╔══
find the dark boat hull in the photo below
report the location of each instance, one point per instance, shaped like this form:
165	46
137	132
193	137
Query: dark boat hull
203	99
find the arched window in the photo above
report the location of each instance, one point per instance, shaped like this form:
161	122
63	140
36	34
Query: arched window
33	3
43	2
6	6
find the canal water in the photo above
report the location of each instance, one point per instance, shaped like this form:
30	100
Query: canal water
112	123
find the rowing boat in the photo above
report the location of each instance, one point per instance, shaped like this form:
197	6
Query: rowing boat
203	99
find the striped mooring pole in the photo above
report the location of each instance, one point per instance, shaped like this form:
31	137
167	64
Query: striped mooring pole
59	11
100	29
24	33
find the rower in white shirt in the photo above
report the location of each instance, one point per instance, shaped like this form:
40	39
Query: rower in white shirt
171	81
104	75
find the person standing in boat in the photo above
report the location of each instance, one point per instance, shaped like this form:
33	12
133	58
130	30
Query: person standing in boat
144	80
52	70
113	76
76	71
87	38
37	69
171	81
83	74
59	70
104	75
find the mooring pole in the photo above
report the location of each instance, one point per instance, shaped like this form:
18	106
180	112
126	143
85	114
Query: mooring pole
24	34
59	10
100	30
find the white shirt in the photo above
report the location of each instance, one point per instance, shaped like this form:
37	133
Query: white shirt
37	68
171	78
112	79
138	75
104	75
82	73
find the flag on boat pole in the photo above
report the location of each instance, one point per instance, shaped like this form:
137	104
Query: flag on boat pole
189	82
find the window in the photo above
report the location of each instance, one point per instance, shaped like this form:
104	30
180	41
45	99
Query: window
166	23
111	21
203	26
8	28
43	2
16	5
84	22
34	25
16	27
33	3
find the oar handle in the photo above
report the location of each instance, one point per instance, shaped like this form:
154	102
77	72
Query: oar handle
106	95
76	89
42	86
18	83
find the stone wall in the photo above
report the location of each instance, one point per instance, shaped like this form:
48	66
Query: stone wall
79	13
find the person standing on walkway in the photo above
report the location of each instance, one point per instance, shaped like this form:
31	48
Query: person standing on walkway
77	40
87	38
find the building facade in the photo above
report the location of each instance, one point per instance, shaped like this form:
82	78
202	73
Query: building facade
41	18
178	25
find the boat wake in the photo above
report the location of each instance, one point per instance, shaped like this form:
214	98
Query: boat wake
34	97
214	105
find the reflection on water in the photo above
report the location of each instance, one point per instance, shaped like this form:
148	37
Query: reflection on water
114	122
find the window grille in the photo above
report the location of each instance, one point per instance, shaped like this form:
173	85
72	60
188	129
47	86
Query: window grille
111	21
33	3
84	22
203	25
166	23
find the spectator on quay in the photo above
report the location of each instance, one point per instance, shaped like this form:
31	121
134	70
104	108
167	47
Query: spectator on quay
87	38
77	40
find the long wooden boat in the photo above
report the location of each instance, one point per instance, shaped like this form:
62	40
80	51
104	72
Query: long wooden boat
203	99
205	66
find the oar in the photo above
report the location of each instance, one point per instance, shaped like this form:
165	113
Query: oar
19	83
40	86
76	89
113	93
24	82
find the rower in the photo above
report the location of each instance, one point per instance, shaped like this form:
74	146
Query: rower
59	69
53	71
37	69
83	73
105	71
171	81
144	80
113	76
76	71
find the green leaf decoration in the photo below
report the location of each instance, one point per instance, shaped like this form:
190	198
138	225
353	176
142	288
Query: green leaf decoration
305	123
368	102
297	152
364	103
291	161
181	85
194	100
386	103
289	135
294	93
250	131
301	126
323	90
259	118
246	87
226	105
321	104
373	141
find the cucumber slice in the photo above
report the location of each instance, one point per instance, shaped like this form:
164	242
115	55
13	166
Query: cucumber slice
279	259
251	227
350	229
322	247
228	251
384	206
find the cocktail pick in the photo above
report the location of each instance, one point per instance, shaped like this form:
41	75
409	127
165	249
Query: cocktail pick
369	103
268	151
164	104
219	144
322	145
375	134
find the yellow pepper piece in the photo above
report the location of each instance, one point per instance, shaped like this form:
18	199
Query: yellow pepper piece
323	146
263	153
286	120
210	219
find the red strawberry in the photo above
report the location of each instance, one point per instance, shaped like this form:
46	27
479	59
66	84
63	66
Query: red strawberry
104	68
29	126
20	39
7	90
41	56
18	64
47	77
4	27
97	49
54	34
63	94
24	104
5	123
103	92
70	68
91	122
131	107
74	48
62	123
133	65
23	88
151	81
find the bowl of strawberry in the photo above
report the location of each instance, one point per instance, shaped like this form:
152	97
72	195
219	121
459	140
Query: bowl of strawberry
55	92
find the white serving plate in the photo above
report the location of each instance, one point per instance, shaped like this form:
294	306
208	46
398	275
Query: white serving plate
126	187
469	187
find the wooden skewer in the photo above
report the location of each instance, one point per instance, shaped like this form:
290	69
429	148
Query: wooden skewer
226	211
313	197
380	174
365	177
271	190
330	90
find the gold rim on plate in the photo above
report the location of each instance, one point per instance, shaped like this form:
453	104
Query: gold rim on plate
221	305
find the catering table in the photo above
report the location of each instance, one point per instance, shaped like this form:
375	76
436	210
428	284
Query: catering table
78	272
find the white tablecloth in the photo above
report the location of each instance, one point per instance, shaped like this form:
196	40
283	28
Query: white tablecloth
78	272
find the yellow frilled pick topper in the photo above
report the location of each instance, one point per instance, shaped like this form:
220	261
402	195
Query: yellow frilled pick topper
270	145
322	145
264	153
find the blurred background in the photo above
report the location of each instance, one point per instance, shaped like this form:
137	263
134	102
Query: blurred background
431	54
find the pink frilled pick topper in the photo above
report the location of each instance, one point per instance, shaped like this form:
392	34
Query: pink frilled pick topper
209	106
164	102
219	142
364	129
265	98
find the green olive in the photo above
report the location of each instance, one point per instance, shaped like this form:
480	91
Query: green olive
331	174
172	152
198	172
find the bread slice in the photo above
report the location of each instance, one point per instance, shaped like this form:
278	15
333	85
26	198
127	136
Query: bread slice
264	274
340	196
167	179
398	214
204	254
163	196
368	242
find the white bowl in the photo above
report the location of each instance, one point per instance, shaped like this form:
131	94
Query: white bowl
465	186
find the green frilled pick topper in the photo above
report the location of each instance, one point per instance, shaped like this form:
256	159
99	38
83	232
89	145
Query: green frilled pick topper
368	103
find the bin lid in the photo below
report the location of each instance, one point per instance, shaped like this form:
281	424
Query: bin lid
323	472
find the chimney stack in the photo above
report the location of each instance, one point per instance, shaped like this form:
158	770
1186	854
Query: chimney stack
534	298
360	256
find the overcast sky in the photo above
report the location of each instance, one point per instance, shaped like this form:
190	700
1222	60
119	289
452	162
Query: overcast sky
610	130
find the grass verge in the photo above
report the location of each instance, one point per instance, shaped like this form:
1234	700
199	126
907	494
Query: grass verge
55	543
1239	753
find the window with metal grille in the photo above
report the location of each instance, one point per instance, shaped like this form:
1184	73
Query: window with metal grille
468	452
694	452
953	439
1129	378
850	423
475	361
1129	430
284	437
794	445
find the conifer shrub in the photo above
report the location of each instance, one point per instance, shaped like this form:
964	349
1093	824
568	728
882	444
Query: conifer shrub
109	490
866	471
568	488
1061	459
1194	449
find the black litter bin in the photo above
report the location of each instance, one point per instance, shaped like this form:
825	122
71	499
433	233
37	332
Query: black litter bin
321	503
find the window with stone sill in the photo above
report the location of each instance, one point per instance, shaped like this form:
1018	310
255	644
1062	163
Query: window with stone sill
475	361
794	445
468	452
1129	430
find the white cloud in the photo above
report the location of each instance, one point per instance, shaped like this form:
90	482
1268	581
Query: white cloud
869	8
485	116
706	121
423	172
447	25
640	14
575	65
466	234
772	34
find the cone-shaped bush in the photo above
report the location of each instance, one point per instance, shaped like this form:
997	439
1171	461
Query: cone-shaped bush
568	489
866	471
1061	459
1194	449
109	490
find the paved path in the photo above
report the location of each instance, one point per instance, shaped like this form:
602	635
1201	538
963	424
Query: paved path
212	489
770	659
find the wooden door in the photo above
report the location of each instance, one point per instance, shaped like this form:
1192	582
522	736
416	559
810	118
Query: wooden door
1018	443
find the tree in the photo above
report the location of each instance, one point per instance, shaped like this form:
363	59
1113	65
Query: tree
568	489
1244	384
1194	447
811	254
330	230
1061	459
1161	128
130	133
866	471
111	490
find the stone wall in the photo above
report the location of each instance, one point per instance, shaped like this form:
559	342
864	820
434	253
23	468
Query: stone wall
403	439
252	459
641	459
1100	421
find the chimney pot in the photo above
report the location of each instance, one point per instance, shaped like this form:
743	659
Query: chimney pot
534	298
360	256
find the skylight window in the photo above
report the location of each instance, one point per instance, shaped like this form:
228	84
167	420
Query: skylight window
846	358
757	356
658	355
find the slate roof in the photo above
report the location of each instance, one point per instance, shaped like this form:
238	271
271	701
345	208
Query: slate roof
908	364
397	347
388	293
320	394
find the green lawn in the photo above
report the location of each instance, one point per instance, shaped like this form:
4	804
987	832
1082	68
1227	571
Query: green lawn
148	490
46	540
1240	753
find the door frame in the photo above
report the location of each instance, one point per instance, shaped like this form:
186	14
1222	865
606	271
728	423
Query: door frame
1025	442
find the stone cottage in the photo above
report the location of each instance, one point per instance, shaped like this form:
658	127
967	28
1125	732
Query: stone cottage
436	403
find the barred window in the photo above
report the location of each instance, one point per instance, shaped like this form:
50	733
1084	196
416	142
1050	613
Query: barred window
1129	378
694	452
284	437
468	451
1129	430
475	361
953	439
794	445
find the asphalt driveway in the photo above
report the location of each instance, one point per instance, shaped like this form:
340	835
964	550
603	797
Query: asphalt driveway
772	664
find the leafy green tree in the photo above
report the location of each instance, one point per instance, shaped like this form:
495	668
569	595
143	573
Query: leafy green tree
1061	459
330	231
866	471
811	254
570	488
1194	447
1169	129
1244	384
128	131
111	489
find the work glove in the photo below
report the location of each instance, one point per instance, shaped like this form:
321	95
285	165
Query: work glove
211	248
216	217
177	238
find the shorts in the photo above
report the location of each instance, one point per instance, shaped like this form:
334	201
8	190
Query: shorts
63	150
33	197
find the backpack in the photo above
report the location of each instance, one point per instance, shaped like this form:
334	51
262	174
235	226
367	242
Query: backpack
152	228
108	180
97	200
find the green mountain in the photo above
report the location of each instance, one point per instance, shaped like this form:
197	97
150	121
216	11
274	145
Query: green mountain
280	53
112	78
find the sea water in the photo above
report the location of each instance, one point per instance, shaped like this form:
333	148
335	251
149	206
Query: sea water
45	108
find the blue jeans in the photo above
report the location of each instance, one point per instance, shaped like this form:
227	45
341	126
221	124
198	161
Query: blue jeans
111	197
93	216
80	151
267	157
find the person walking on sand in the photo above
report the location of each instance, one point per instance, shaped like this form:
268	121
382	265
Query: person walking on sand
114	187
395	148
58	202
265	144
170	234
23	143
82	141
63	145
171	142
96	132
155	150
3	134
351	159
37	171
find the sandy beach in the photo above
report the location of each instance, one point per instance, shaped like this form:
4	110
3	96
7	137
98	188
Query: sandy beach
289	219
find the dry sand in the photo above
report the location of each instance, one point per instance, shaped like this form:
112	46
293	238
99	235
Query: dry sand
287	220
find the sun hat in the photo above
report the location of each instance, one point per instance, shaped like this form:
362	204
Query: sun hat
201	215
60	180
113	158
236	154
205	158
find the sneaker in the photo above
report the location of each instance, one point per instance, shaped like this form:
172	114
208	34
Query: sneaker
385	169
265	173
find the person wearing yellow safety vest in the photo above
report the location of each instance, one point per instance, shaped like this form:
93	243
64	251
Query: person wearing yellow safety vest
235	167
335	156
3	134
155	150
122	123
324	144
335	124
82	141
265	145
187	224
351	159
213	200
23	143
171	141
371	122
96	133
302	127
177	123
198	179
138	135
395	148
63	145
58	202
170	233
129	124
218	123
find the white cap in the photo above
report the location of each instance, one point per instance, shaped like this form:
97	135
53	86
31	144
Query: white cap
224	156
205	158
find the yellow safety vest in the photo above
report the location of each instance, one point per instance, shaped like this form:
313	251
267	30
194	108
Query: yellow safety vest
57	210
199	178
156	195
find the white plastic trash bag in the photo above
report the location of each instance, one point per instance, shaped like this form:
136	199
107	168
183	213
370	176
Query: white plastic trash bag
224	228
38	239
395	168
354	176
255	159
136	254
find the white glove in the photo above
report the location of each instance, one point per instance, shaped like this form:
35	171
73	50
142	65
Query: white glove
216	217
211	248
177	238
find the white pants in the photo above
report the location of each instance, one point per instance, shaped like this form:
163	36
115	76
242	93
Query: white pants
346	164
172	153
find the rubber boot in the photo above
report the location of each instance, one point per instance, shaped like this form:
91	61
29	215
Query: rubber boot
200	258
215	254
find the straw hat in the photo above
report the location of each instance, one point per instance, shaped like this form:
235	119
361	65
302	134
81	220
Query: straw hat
╚══
EXERCISE
Which lines in the records above hold the string "below"? Copy each of them.

YOUR RESPONSE
find the dark boat hull in the photo below
find the green leaf decoration in the photo below
find the bin lid in the photo below
find the work glove in the photo below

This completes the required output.